### SET PROBLEM:
Please copy the data below word for word, leaving out the pictures.

--- BEGIN ---

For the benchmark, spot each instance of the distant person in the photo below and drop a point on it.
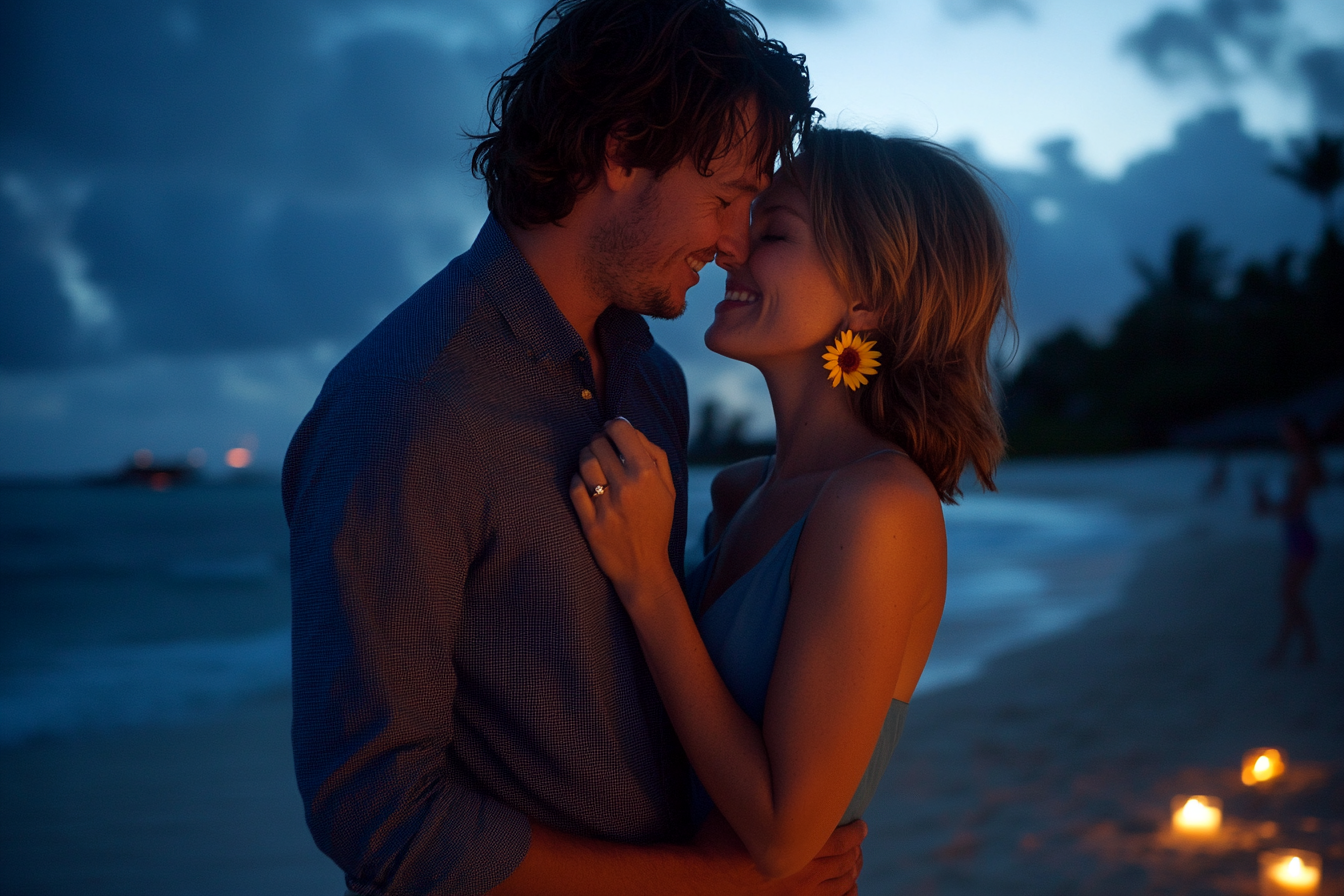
(878, 270)
(1300, 536)
(472, 711)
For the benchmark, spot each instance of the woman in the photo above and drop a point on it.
(788, 664)
(1298, 536)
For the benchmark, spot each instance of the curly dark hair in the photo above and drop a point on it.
(672, 79)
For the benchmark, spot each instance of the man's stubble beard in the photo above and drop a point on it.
(621, 257)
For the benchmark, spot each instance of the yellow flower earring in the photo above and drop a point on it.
(851, 359)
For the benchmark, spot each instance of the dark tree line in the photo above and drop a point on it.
(1192, 347)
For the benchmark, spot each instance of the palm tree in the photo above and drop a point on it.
(1317, 168)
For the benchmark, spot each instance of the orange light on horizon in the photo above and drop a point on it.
(1289, 872)
(1262, 765)
(1196, 816)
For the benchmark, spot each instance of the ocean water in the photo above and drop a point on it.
(129, 607)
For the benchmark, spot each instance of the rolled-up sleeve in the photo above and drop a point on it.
(389, 507)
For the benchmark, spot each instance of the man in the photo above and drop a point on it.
(472, 711)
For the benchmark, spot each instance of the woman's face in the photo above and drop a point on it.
(782, 301)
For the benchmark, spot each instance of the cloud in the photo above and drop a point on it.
(1233, 42)
(226, 176)
(799, 8)
(972, 10)
(1218, 40)
(1323, 70)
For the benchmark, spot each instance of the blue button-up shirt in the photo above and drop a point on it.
(461, 665)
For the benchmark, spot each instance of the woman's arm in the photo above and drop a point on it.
(870, 560)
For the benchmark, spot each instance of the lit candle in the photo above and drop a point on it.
(1262, 765)
(1196, 816)
(1290, 872)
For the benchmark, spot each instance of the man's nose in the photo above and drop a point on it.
(734, 242)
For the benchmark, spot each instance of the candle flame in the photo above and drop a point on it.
(1297, 873)
(1196, 816)
(1260, 766)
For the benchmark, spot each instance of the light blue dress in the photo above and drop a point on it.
(741, 632)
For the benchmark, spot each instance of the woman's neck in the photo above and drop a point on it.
(816, 426)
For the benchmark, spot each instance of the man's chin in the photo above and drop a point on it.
(657, 304)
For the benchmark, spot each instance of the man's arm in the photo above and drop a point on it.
(715, 864)
(386, 511)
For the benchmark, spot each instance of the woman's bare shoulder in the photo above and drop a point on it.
(875, 499)
(734, 484)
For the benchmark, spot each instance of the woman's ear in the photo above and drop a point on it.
(862, 316)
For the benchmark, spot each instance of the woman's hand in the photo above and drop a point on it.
(625, 497)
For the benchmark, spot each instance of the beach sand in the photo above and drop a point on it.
(1048, 774)
(1053, 771)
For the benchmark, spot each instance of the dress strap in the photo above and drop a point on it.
(765, 470)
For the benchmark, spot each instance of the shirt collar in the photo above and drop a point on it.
(528, 309)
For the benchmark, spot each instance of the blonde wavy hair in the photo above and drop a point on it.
(909, 227)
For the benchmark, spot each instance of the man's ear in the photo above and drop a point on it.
(616, 173)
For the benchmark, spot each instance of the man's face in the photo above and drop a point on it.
(651, 250)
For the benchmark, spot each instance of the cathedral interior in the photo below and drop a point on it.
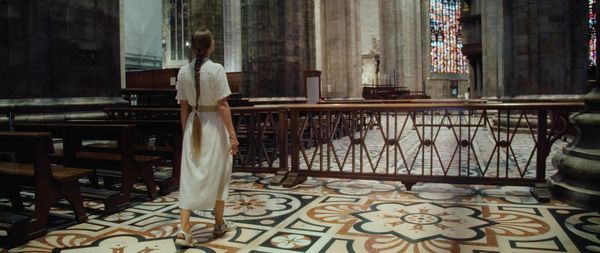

--- END ---

### THE RESULT:
For the benchmark, spot each instance of the distant person in the photo below and drop a point on it.
(878, 270)
(1300, 536)
(472, 711)
For the benchmark, spot each instance of the woman in the photo above and drop a point on it.
(788, 664)
(1298, 536)
For the benchmark, spot each instance of the curly dark hair in the photo above and drop a point on it.
(672, 79)
For the benchmark, spot each instance of the man's stubble beard in the photo above and drop a point on it.
(621, 257)
For the benchmark, spot each instance of the yellow flower earring in the photo above and drop a point on it.
(851, 359)
For the benchmark, spot each instance of the dark tree line in the photo above and drop a point on it.
(1192, 347)
For the benchmark, spot each instance of the palm tree in the photo above and drop a point on it.
(1317, 168)
For the benchmark, spot each instance of the orange light on horizon in the photo above and drop a point on it.
(1289, 872)
(1262, 765)
(1196, 816)
For the benchmark, spot each instance of the ocean water in the photo above and drop a point on it.
(129, 607)
For the benchmark, spot each instance of the rolled-up sleeve in the photo above and drop a point on it.
(389, 507)
For the benchmark, spot each instance of the man in the photo above and drop a point on it.
(472, 711)
For the benchmark, spot each instance of the woman's face in the photo above and drop a point on it.
(782, 301)
For the benchmark, spot each instance of the cloud in the photo above and drop a point on it.
(1233, 42)
(226, 176)
(799, 8)
(972, 10)
(1218, 40)
(1323, 70)
For the benchmark, spot each instance of the blue button-up shirt in the photo above and drop a point on it.
(461, 665)
For the benchmark, spot each instance of the woman's arm in the photo above and drop a point on it.
(870, 560)
For the benchmark, spot each instance of the lit candle in the photo above and drop a point on it.
(1262, 765)
(1196, 816)
(1290, 872)
For the benchmark, spot each instance of the man's nose in the photo above and drop a point on it.
(734, 242)
For the benchmark, spot each instance of the candle flame in the photo above and drop a point on it.
(1297, 873)
(1196, 816)
(1260, 766)
For the benchmark, spot each instance of the light blue dress in the photo above and drop a point on it.
(741, 632)
For the benchmark, spot each instance of the woman's neck in the photo above and drop a point on it.
(816, 426)
For the benchmark, spot each instance of the man's chin in the photo above and drop a point on it.
(657, 304)
For the benchmark, spot each instance of the man's arm in the photo above and drop a point on it.
(715, 864)
(386, 511)
For the benchmark, spot each instance of the woman's bare shoulder in the photo above and drop a point on it.
(875, 499)
(734, 484)
For the benchmark, spot each instance of the woman's ear in the photo above and drop a point on it.
(862, 316)
For the benchmark, spot each instance of the woman's hand in the photo above and drop a point on it.
(625, 497)
For the benchmark, spot each instance of the beach sand in the photo above and drop a point on it.
(1048, 774)
(1053, 771)
For the benchmark, spot each instance of the dress strap in the photo above and drop a point on it.
(765, 470)
For the benchmark, spot each instance of the shirt collar in the photo above and drop a point on it.
(528, 309)
For the benchmark, spot each instance of the blonde wavy hair in the photo above and drop a point on it.
(909, 227)
For the benchmark, spot each instance of the man's ear in the photo above and drop a point on it.
(616, 173)
For the benchmark, spot each instance of the man's face in the photo above and drop a point on it.
(651, 250)
For the benchmark, spot each instance of the cathedral interior in the photo below and drop a point on it.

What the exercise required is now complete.